▶ Material provided:
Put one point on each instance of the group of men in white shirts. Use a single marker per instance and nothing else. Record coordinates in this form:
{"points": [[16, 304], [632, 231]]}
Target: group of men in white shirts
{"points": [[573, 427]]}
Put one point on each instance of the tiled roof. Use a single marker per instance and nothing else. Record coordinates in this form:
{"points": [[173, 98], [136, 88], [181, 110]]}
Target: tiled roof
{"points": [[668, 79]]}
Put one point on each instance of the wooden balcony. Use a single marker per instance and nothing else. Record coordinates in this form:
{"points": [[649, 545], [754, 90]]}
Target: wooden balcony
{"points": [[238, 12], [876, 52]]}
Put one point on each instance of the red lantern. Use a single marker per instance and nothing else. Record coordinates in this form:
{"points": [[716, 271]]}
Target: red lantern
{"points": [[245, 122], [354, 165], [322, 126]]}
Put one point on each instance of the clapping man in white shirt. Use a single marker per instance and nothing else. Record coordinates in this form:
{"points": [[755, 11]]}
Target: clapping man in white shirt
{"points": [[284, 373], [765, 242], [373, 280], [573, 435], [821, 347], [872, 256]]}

* * *

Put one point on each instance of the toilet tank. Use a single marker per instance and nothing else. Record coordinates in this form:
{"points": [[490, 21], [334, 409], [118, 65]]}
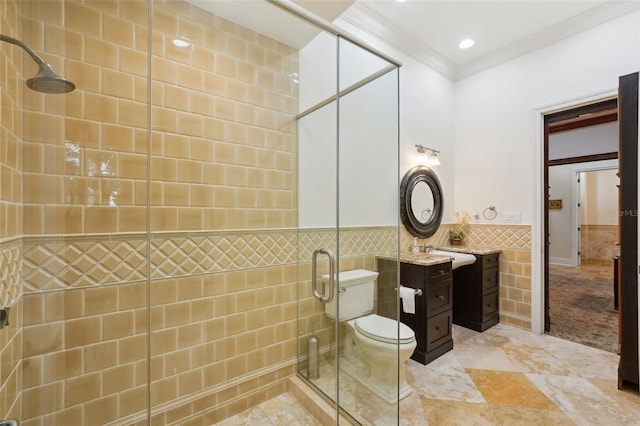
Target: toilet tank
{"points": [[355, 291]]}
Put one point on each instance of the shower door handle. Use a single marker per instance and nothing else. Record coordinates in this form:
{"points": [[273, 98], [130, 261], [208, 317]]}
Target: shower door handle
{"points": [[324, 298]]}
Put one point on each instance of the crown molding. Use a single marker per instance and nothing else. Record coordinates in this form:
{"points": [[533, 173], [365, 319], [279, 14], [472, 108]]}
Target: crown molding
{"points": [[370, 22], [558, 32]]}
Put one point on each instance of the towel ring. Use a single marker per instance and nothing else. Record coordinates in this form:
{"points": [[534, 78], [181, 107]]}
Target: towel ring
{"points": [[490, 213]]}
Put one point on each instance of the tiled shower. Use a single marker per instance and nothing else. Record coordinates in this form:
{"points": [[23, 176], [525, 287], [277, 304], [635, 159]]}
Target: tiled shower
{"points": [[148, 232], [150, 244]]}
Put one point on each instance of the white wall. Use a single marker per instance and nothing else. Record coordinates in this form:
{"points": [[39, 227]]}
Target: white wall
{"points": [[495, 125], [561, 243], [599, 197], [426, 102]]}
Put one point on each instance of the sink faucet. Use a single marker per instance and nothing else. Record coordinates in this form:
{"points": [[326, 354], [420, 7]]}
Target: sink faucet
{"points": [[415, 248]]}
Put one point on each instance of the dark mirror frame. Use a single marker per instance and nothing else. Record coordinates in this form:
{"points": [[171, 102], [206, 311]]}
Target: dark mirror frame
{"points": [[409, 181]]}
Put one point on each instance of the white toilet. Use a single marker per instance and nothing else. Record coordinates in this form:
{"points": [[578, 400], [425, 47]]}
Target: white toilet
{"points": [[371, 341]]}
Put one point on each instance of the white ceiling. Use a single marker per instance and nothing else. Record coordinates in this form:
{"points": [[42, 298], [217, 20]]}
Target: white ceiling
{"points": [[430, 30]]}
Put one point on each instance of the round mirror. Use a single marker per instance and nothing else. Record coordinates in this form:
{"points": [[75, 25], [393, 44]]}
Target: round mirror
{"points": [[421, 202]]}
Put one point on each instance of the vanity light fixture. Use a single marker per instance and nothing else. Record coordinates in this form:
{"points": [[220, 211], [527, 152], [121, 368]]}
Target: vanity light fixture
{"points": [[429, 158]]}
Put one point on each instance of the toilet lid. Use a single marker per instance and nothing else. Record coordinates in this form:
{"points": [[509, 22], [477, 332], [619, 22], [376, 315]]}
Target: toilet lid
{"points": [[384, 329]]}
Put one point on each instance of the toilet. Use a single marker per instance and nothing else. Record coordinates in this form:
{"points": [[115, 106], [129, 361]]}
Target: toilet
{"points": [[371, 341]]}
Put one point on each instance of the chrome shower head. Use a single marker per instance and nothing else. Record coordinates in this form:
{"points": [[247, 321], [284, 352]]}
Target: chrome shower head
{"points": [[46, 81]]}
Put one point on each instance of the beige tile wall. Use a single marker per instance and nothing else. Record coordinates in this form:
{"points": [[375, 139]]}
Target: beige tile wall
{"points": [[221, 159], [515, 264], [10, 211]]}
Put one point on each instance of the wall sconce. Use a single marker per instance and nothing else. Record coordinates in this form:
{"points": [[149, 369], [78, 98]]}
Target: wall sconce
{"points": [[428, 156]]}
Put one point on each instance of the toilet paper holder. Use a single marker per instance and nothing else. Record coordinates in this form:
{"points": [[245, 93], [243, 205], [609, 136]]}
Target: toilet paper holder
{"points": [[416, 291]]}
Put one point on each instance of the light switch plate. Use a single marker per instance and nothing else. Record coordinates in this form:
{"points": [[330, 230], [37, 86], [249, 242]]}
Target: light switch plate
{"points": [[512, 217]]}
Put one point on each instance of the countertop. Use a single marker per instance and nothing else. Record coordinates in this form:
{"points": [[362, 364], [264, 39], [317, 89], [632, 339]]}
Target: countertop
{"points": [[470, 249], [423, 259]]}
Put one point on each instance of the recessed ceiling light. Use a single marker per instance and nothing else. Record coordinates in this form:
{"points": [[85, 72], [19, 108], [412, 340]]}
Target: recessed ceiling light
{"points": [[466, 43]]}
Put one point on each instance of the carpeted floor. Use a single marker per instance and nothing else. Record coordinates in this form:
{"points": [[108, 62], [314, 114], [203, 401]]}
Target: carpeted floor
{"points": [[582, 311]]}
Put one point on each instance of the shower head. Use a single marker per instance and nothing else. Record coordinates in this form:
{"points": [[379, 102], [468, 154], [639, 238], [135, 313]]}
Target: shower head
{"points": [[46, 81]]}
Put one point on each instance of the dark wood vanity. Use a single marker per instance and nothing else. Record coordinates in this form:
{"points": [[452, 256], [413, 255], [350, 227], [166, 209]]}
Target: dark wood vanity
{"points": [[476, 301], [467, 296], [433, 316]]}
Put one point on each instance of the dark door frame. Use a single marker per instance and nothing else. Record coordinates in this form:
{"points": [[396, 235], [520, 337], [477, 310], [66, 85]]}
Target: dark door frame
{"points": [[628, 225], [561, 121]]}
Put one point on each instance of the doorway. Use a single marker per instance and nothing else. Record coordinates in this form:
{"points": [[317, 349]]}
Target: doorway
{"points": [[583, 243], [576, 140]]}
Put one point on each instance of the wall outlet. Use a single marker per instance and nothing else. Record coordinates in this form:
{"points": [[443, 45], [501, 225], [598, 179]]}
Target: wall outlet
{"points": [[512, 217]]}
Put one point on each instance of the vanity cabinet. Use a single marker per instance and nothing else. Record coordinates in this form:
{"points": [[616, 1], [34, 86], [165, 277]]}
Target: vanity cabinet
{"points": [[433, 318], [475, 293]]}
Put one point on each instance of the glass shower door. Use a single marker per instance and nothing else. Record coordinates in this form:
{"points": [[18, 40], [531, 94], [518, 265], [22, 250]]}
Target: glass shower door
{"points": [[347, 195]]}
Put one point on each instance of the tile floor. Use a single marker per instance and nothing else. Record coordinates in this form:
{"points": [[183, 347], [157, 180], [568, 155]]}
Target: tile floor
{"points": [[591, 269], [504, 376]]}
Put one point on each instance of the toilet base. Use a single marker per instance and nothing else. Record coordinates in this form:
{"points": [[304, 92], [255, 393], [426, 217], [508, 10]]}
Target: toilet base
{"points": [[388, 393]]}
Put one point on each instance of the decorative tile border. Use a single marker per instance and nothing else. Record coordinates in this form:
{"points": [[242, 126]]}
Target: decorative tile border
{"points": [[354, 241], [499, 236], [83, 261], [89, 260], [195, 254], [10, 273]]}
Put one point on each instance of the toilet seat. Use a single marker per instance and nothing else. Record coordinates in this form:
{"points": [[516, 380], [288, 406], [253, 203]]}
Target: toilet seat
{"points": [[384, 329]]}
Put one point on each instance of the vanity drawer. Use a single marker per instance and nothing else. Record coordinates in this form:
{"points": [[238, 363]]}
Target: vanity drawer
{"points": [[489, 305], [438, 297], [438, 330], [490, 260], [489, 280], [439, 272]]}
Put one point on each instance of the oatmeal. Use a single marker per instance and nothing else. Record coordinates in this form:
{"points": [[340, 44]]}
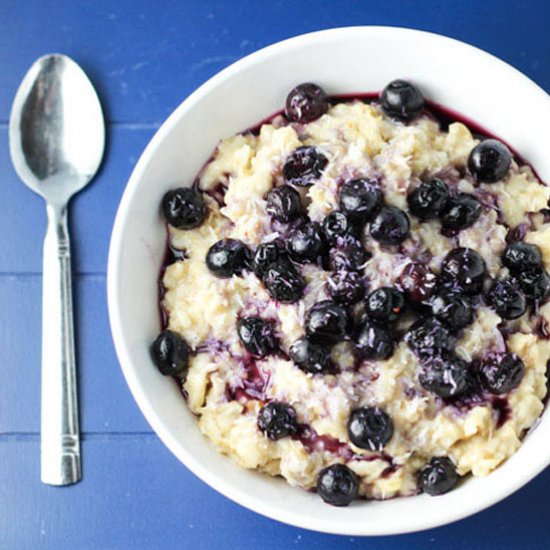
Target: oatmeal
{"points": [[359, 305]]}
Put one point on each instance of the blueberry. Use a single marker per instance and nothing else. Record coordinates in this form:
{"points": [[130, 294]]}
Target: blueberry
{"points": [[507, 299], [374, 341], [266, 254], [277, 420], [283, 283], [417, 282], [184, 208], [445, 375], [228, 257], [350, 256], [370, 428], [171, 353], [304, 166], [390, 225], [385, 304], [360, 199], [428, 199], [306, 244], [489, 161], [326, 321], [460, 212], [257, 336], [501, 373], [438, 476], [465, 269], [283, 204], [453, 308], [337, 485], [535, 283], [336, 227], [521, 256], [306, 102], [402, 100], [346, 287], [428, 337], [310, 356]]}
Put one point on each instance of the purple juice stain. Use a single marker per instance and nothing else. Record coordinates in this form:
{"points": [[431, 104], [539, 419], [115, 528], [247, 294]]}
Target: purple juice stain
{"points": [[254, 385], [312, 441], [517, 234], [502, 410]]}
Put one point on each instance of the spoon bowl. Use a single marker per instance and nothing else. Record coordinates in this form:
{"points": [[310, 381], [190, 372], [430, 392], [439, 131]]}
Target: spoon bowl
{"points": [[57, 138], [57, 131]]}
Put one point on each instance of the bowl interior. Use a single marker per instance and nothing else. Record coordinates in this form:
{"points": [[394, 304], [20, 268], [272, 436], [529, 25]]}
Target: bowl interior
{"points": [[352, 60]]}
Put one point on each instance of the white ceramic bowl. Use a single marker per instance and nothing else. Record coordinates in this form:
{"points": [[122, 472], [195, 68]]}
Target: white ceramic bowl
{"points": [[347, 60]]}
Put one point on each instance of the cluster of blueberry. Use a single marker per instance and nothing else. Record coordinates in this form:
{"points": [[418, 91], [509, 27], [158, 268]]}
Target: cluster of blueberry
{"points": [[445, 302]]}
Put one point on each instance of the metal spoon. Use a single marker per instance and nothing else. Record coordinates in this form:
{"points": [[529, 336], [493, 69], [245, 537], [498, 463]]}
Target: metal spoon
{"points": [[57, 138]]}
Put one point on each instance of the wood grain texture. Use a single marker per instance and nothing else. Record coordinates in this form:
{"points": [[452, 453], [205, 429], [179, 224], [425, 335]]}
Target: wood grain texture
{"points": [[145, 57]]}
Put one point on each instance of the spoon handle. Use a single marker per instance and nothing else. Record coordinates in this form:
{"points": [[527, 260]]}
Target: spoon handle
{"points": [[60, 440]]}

▶ Exercise objective: Collect every line of the items above that contains the word "doorway", copying each one in full. Only matches with the same capitalization count.

▶ Written answer:
Put one point on each instance of the doorway. Use a single marker per instance and nothing else. Record coordinates in this form:
Target: doorway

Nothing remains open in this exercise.